* [PASSAGE PROVIDED]
=== Section Start ===
A Craniotomy surgery has debilitating effects as the brain has to reshape and recover immediately from the trauma. The surgery took 7 hours 30 minutes to remove the tumour in its entirety.

Chris explained the effects the tumour had: “When I was told I could home I was ecstatic, but sleep deprivation left me feeling ill. I was  emotionally and physically exhausted. It was very difficult, every bump in the road shook my brain.  

“I couldn’t even fasten my shirt the next morning, my left hand wouldn’t work properly so I just had to keep practising and a couple of days later, I managed it.

“It took me eight weeks to be able to walk 150m metres but after that I could walk an extra 50 meters every week which was a great feeling.

“Through all of this my wife was holding me together, driving me around, taking me to appointments, motivating me, calming me down, she was simply amazing.”

Then once both Chris and Alison thought they were through the worst of it all – a 2.5 inch tumour was found in Chris’s neck which was revealed to be Thyroid cancer. The cancer was called ‘Follicular Cancer’ and was successfully removed a couple of months later at the Royal Hallamshire Hospital.

Chris described his care: “The care at the Hallamshire for the operation was excellent and so was the follow up at Weston Park, it was first class and ran like clockwork. Both myself and my wife were hopeful this was the end of an awful time for us both.

“Since my operations I’ve put systems in place to help me with my memory because I have a fear of forgetting things – I’ve got reminders on my phone, notebooks to keep information in and I do really well but not as well as I know is possible.

“I joined a Brain Tumour Group on Facebook, I noticed someone mention they had got themselves an electric bicycle to get around on. I did some research and I figured it would help me regain fitness and help with the fatigue without putting too much strain on me physically.

“I was smitten with the idea, a little independence back in my life, it was invaluable in my early recovery.

“Brain surgery causes fatigue in a debilitating way – it felt like my batteries were going flat with no warning. It was like my brain just decided ‘that’s enough, I’m shutting you down’. I lost my attention span, interest, my strength/stamina/energy and I just wanted to sleep.
=== Section End ===
* [DATA SHOWN]
=== Section Start ===
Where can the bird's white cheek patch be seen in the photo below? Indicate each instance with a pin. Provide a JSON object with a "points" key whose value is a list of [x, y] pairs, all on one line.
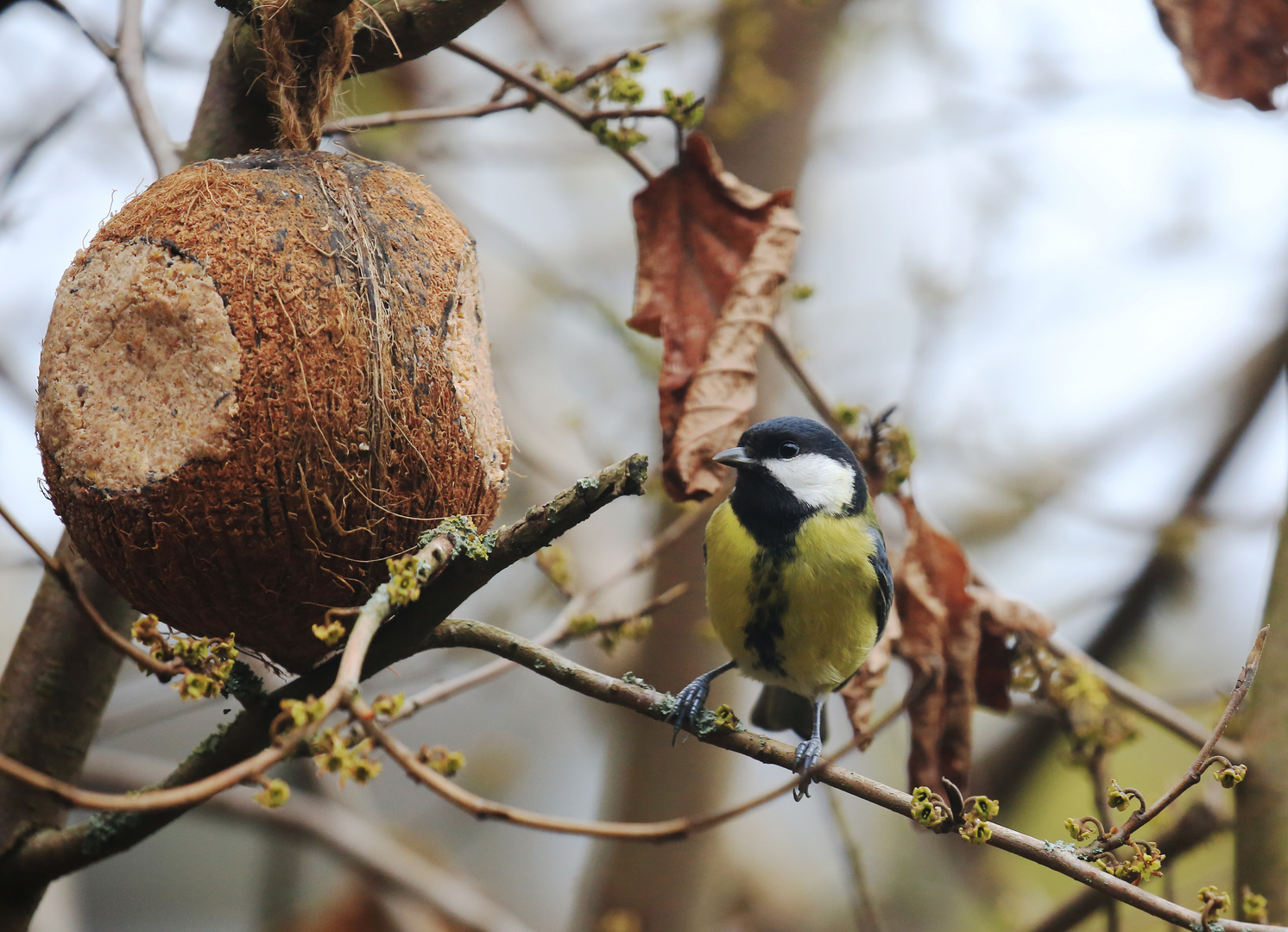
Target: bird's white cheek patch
=== Section End ===
=== Section Start ===
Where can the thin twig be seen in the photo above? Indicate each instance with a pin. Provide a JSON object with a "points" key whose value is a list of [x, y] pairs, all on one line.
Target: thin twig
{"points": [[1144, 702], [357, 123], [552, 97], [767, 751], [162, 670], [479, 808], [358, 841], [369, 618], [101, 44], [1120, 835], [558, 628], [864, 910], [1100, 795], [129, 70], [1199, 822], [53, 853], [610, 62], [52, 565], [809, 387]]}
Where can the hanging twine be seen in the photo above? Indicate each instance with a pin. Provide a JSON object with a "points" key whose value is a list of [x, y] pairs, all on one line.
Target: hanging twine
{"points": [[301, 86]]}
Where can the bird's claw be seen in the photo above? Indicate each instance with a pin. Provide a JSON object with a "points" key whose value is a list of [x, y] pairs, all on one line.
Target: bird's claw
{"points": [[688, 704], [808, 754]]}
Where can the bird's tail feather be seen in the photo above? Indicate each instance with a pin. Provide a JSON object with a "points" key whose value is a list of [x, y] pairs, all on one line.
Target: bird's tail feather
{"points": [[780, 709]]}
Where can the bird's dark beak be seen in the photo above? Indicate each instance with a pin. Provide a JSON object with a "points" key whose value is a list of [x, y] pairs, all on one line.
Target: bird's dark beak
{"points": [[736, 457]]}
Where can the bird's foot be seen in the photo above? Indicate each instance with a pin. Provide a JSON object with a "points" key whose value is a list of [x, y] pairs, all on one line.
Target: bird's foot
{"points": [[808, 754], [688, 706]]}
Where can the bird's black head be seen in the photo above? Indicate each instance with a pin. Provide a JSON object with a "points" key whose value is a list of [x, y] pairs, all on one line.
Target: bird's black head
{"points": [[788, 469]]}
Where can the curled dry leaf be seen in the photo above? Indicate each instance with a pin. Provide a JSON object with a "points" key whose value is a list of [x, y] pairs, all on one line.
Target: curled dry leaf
=== Section End ===
=== Section Start ===
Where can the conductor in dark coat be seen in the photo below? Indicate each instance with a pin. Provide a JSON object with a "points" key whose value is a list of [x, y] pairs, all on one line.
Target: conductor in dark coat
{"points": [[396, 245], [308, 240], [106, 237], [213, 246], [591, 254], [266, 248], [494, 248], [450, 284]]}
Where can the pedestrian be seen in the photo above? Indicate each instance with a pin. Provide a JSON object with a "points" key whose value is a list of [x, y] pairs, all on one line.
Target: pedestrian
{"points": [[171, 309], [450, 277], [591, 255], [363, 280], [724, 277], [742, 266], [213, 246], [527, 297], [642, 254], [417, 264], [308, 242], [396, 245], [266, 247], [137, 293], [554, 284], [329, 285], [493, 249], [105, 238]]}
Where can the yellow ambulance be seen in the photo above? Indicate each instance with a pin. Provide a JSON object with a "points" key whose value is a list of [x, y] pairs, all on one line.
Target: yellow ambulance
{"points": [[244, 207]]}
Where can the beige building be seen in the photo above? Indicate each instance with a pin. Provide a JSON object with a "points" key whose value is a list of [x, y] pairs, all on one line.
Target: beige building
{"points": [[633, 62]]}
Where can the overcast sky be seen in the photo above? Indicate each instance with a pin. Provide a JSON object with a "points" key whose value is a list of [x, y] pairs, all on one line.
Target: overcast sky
=== Section End ===
* [TASKS TO CARRY OUT]
1. Answer these questions using the recovery account:
(a) How long did the surgery to remove the brain tumour take?
(b) What was the cancer found in Chris's neck called?
(c) What did Chris decide to get after seeing it mentioned in a Brain Tumour Group on Facebook?
2. In the recovery account, rename "tumour" to "growth" between "A Craniotomy surgery" and "shook my brain.", inclusive, and give that part with the change.

* [SOLUTIONS BY TASK]
1.
(a) 7 hours 30 minutes.
(b) Follicular Cancer, a thyroid cancer.
(c) An electric bicycle.

2.
A Craniotomy surgery has debilitating effects as the brain has to reshape and recover immediately from the trauma. The surgery took 7 hours 30 minutes to remove the growth in its entirety.

Chris explained the effects the growth had: “When I was told I could home I was ecstatic, but sleep deprivation left me feeling ill. I was  emotionally and physically exhausted. It was very difficult, every bump in the road shook my brain.